§ **Texto apresentado**
╭──
Para nove cinéfilos lisboetas, a magia do cinema não termina quando se acendem as luzes da sala de exibição. Nem a magia nem o trabalho.
Amigos de longa data, Sónia Trincheiras, Bruno Castro, Ana Pinto Gonçalves, Cláudia Lomba, Sofia Machaqueiro, Julieta Pracana, João Borges, Inês Bernardo e José Mário Silva são as estrelas do Alvalade Cineclube, um projeto concebido com as pretensões de uma curta-metragem, mas que após dois anos cresceu e agora programa uma sequela com espírito arrasa-quarteirão.

Até dezembro, o cineclube ocupou o teatro do Centro Cívico Edmundo Pedro, um simpático prédio de arquitetura modernista, antiga sede da Junta de Freguesia de Alvalade e hoje um centro de convivência comunitária. A reforma programada para o espaço, entretanto, forçou uma mudança de morada e a partir de 13 de janeiro as sessões semanais acontecem na sala Fernando Lopes, na Universidade Lusófona.

A mudança não representa apenas uma alteração de cenário. “Pretendemos fazer deste desafio uma oportunidade e dar um passo à frente”, adianta o gestor de projetos Bruno Castro, um dos nove fundadores do cineclube. O guião para a nova temporada prevê o retomar das sessões infantis aos domingos e a criação de uma campanha de fidelização de sócios para ajudar a cobrir os custos operacionais.
A memória dos cinemas de rua
Concebido a “dezoito mãos”, o cineclube não está em Alvalade por acaso. Todos os nove integrantes viveram no bairro em alguma fase da vida – quatro ainda vivem – e guardam lembranças afetivas da freguesia, além das memórias das tardes de cinema numa das várias salas que se estendiam pela avenida de Roma.
Entre elas, o mítico Cine Alvalade, na esquina com a avenida dos Estados Unidos da América, próximo de outro ex-libris do bairro, o café Vá-Vá. Aberto na década de 1950, com lotação para 1.485 espectadores, o espaço funcionou até meados dos anos 1980, quando os cinemas dos centros comerciais começaram a “matar” as salas de rua.
Destino semelhante conheceram outros cinemas, como o Quarteto, na vizinha rua Flores de Lima, e os cine Vox (depois, King), Roma e Londres, já nos limites com o Areeiro. Atualmente, há apenas um cinema de rua em Alvalade, o Cinema City, com quatro salas a funcionar desde 2009, no número 100 da avenida de Roma.
╰──
§ **Tarefa proposta 1**
Apresente como tabela Markdown, com as colunas "N.º" e "Linha", as linhas da listagem que vão da linha que contém "Locate the distant" até ao fim da listagem, ambas incluídas. Omita as linhas em branco.
O texto e a listagem provêm de fontes distintas.

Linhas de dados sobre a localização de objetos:
╭──
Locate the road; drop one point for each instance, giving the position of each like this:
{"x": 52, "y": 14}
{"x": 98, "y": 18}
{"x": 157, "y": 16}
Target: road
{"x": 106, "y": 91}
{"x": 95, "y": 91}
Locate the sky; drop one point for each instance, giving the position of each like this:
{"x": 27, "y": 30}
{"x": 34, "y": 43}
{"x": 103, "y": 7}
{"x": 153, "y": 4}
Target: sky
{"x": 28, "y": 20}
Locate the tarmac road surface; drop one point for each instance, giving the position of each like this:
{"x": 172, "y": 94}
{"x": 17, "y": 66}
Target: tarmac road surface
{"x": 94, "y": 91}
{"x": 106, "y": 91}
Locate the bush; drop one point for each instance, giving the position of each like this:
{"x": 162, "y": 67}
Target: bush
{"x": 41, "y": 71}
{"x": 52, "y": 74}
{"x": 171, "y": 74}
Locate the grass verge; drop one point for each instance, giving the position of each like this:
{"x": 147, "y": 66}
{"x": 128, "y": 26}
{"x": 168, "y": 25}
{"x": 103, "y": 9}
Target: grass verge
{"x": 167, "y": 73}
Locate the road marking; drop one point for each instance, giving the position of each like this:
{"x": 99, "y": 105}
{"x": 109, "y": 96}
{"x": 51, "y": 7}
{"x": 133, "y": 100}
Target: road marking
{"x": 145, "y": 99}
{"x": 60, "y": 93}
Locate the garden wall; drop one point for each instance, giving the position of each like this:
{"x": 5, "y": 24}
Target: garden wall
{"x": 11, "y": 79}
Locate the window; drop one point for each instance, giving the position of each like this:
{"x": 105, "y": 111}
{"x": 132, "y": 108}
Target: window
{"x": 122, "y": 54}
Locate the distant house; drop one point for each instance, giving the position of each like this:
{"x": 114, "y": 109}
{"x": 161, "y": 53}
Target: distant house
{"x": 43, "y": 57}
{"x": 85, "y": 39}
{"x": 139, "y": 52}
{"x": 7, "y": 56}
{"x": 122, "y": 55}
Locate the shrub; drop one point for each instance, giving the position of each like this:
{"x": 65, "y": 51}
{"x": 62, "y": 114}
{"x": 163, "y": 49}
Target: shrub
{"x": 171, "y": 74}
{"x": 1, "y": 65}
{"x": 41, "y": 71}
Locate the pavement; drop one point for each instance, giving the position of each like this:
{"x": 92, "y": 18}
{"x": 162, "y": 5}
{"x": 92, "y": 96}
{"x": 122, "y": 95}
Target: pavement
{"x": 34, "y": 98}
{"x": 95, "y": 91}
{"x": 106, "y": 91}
╰──
§ **Tarefa proposta 2**
No texto sobre o Alvalade Cineclube, reproduza o trecho que começa nas palavras "Amigos de longa" e termina após "com espírito arrasa-quarteirão.", substituindo "sequela" por "continuação".

§ **Resposta à tarefa 1**
| N.º | Linha |
|---|---|
| 1 | Locate the distant house; drop one point for each instance, giving the position of each like this: |
| 2 | {"x": 114, "y": 109} |
| 3 | {"x": 161, "y": 53} |
| 4 | Target: distant house |
| 5 | {"x": 43, "y": 57} |
| 6 | {"x": 85, "y": 39} |
| 7 | {"x": 139, "y": 52} |
| 8 | {"x": 7, "y": 56} |
| 9 | {"x": 122, "y": 55} |
| 10 | Locate the shrub; drop one point for each instance, giving the position of each like this: |
| 11 | {"x": 65, "y": 51} |
| 12 | {"x": 62, "y": 114} |
| 13 | {"x": 163, "y": 49} |
| 14 | Target: shrub |
| 15 | {"x": 171, "y": 74} |
| 16 | {"x": 1, "y": 65} |
| 17 | {"x": 41, "y": 71} |
| 18 | Locate the pavement; drop one point for each instance, giving the position of each like this: |
| 19 | {"x": 92, "y": 18} |
| 20 | {"x": 162, "y": 5} |
| 21 | {"x": 92, "y": 96} |
| 22 | {"x": 122, "y": 95} |
| 23 | Target: pavement |
| 24 | {"x": 34, "y": 98} |
| 25 | {"x": 95, "y": 91} |
| 26 | {"x": 106, "y": 91} |

§ **Resposta à tarefa 2**
Amigos de longa data, Sónia Trincheiras, Bruno Castro, Ana Pinto Gonçalves, Cláudia Lomba, Sofia Machaqueiro, Julieta Pracana, João Borges, Inês Bernardo e José Mário Silva são as estrelas do Alvalade Cineclube, um projeto concebido com as pretensões de uma curta-metragem, mas que após dois anos cresceu e agora programa uma continuação com espírito arrasa-quarteirão.